> [Requirement 1]
Decide whether each statement agrees with the forum post below. Answer yes or no for each, and quote the words of the post that decide it.
(a) The post states that all adult females are legally required to be married.
(b) The post states that the husband never agreed to a sexless union.
(c) The post draws a comparison with a new mother who has to feed her baby.
> [Requirement 2] In the forum post below, what is she authorized to do if she wants to live a sexless existence?

> [Source document]
○ ○ ○ ○ ○ ○ ○
I suppose it all depends on where one wishes to focus responsibility. Nobody "makes" her be a wife. That is a choice she willingly made as an adult. A new mother has to feed her baby. That doesn't mean the baby "makes" her and it would be wrong of her to resent or blame the baby who never asked to be born. The baby didn't ask her to become a mother. That was the choice of the mother. The OP's husband didn't ask for a sex drive and he never agreed to enter into a sexless union. She's hardly a victim when she's expected to perform the bare minimum service expected of every spouse. This wasn't a surprise sprang upon her after her nuptials. 
There is no legal requirement for all adult females to be married. If she wants to live a sexless existence, she is more than authorized to get a divorce and live a happy, celibate life. That's not what she's signed up for.


----------



## Sawney Beane (May 1, 2011)

unbelievable said:


> I suppose it all depends on where one wishes to focus responsibility. Nobody "makes" her be a wife. That is a choice she willingly made as an adult. A new mother has to feed her baby. That doesn't mean the baby "makes" her and it would be wrong of her to resent or blame the baby who never asked to be born. The baby didn't ask her to become a mother. That was the choice of the mother. The OP's husband didn't ask for a sex drive and he never agreed to enter into a sexless union. She's hardly a victim when she's expected to perform the bare minimum service expected of every spouse. This wasn't a surprise sprang upon her after her nuptials.
○ ○ ○ ○ ○ ○ ○
> [Supplied entries]
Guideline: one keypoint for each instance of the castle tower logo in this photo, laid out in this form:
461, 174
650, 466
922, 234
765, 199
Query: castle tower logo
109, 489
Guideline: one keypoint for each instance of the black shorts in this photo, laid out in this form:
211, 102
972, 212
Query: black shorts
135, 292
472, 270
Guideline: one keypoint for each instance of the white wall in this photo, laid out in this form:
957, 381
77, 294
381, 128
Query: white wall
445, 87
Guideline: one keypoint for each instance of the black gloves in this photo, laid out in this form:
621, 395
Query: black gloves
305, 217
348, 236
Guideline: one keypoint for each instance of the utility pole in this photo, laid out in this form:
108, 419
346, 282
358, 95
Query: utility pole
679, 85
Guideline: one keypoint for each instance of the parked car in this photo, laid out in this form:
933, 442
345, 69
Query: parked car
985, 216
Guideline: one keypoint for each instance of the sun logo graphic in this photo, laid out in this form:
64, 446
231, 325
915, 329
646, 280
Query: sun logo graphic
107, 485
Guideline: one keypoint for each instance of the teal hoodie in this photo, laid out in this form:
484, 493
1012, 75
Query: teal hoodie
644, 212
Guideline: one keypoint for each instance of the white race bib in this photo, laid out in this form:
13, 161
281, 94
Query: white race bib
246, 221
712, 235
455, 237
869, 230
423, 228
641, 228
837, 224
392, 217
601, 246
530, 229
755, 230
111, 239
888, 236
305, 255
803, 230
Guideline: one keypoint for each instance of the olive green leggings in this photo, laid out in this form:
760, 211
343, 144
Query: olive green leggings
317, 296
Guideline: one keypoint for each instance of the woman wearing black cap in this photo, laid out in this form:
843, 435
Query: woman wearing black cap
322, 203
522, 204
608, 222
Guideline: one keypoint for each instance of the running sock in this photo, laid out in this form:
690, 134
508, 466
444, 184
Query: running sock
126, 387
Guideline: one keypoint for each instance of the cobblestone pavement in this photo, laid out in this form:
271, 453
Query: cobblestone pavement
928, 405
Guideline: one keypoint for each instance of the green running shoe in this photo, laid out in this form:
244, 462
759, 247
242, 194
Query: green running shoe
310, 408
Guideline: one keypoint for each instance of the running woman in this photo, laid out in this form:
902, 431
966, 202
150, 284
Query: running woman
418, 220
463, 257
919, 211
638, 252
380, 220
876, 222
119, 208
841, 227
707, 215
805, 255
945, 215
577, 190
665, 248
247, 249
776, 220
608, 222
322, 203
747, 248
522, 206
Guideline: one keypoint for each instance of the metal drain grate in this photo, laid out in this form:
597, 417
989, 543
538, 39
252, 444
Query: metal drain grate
○ ○ ○ ○ ○ ○ ○
> [Problem solution 1]
(a) No: "There is no legal requirement for all adult females to be married."
(b) Yes: "he never agreed to enter into a sexless union."
(c) Yes: "A new mother has to feed her baby."

> [Problem solution 2] She is authorized to get a divorce and live a happy, celibate life.